SHORT EXERCISE → Locate each line in the records that contains the string "entry", and copy those lines. Case counts.

ITEMS →
********

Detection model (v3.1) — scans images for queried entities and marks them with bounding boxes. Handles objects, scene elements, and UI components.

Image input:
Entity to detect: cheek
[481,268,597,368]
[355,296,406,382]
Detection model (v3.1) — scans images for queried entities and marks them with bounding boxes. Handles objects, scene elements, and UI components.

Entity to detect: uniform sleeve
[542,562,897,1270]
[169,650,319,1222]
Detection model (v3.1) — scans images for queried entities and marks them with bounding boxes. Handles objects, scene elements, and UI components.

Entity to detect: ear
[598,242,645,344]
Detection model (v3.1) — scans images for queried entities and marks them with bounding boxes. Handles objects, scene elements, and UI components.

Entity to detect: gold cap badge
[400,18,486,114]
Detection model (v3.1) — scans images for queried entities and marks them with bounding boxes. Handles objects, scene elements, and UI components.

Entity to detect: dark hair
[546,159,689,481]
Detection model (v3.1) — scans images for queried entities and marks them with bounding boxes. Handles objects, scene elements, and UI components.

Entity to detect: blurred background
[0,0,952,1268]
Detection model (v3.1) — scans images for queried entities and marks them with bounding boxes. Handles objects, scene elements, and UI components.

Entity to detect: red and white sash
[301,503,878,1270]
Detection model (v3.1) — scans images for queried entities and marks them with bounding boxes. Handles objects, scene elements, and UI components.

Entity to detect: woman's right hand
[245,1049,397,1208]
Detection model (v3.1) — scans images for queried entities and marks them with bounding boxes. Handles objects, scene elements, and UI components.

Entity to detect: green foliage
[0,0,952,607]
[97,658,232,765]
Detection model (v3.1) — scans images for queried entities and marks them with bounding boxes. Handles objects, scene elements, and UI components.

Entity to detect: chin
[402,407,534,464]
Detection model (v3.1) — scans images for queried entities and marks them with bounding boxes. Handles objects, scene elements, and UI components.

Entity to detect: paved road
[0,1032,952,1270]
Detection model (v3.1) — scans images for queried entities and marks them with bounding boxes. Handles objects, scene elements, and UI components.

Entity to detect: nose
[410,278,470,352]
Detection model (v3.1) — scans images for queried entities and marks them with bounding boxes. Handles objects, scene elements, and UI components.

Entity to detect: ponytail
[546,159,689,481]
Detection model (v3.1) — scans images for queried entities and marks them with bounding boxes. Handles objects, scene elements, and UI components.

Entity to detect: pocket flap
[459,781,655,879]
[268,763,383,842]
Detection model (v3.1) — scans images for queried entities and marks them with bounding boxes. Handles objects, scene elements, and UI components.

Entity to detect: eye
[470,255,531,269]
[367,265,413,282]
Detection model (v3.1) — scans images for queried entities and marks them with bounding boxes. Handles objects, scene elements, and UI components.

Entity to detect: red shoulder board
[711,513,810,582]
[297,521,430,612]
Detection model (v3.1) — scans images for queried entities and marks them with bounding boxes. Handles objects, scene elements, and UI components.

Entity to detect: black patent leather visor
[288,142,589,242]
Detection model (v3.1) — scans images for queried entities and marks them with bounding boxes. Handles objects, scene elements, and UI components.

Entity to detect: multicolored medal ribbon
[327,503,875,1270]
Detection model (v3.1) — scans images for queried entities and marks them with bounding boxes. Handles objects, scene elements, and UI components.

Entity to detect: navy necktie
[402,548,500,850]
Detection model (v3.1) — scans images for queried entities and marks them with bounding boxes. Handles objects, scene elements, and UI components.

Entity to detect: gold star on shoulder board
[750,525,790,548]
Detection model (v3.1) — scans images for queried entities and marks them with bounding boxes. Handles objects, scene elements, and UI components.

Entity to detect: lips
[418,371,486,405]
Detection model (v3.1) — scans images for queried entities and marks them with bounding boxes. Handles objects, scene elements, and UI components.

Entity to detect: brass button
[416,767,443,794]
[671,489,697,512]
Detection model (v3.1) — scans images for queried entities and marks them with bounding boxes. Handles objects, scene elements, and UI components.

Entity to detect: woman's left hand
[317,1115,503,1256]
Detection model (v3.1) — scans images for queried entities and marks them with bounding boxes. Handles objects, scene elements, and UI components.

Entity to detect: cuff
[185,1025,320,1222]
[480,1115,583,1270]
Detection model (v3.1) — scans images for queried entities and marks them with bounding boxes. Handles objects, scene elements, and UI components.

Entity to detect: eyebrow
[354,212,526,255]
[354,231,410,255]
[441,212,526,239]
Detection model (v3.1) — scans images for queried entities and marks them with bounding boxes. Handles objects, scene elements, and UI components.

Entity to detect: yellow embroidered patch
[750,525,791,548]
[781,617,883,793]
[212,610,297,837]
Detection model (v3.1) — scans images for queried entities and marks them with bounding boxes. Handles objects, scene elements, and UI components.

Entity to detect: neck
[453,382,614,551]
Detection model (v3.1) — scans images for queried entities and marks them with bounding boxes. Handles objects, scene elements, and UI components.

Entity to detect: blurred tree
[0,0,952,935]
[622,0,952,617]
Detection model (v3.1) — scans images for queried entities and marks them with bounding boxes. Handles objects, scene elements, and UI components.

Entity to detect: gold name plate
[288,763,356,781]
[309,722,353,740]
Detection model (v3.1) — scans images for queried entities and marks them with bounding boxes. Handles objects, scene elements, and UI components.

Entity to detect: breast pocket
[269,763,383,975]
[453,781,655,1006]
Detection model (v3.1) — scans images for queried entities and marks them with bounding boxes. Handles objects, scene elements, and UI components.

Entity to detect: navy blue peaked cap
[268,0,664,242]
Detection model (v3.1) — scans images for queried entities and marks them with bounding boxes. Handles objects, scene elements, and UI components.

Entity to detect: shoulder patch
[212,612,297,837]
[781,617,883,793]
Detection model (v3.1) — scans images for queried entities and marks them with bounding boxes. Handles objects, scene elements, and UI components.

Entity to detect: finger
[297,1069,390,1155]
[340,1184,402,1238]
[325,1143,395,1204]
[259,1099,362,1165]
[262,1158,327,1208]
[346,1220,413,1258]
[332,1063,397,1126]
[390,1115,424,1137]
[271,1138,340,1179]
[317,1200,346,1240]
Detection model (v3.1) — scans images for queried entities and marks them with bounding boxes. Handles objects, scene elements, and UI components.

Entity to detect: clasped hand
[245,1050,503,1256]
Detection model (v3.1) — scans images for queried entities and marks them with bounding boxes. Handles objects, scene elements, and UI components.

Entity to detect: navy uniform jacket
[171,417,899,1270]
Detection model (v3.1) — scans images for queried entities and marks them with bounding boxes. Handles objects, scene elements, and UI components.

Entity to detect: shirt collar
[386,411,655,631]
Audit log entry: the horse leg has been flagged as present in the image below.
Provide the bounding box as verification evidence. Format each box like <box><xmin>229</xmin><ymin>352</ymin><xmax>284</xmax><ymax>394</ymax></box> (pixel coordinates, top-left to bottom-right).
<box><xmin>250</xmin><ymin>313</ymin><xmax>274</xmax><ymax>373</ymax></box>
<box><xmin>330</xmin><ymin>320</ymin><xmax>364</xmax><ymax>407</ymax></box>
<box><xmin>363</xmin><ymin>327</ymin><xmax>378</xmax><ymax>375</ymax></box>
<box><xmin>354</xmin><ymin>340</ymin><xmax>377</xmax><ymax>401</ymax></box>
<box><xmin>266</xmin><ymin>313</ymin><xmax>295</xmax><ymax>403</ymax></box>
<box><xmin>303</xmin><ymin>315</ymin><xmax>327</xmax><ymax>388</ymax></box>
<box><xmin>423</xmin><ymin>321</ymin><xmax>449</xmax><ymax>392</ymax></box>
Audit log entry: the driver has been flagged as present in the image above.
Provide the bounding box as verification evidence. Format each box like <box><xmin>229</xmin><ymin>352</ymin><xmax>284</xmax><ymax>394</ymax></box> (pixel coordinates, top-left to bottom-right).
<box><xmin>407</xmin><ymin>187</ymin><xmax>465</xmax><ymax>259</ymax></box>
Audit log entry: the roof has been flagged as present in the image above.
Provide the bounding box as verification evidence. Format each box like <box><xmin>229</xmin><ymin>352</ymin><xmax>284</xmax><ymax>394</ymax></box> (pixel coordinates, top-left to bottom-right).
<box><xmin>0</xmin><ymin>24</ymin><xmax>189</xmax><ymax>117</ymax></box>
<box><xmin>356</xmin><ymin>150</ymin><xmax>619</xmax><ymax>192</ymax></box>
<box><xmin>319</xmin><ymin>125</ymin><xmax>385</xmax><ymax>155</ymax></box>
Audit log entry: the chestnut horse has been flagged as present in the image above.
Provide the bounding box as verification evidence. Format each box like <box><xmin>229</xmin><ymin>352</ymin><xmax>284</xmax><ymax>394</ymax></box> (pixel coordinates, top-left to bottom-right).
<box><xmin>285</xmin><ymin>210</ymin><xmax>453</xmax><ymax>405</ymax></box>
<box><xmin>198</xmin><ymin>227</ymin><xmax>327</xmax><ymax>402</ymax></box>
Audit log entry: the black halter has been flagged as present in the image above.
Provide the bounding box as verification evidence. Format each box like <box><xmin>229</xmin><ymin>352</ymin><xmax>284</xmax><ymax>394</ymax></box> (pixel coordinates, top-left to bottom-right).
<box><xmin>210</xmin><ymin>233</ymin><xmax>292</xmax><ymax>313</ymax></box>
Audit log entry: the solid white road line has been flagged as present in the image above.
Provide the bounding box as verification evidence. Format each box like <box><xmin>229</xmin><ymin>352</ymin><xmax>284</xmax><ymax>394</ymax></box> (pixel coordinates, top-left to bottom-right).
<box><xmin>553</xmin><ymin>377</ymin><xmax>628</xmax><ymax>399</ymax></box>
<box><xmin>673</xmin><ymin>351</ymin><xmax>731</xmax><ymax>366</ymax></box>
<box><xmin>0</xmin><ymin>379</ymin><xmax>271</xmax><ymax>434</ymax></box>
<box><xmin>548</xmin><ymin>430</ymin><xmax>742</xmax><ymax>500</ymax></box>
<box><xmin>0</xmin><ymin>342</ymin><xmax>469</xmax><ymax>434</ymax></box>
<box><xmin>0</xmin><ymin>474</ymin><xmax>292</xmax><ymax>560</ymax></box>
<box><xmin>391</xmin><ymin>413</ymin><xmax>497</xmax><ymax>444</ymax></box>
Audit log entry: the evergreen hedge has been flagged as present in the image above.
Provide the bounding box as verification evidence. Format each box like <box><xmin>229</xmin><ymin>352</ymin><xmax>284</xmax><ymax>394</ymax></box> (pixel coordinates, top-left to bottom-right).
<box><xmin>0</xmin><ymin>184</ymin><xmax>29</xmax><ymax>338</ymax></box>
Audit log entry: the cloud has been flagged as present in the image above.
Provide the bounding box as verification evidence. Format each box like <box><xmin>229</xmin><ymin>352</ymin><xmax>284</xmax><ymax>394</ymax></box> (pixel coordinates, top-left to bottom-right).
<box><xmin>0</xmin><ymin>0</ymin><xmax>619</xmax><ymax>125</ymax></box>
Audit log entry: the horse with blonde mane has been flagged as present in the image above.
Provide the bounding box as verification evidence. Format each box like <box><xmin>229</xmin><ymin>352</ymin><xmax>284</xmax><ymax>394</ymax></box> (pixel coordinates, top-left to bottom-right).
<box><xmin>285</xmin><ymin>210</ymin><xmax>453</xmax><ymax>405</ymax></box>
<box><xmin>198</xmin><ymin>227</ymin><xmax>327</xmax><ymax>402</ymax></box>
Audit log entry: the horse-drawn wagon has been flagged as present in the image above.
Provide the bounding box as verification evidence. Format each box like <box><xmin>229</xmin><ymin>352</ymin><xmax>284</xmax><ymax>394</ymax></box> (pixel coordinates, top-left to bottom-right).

********

SOLUTION TO THIS EXERCISE →
Audit log entry: the horse leg has been flagged as present in the image below.
Audit log entry: the driver has been flagged as present in the image above.
Audit log entry: the roof has been flagged as present in the image above.
Audit log entry: the chestnut horse has been flagged as present in the image above.
Audit log entry: the black halter has been flagged as present in the image above.
Audit log entry: the solid white road line has been flagged as present in the image above.
Audit log entry: the evergreen hedge has been flagged as present in the image above.
Audit log entry: the cloud has been flagged as present in the image above.
Audit log entry: the horse with blonde mane has been flagged as present in the image above.
Audit log entry: the horse-drawn wagon has been flagged as present in the image above.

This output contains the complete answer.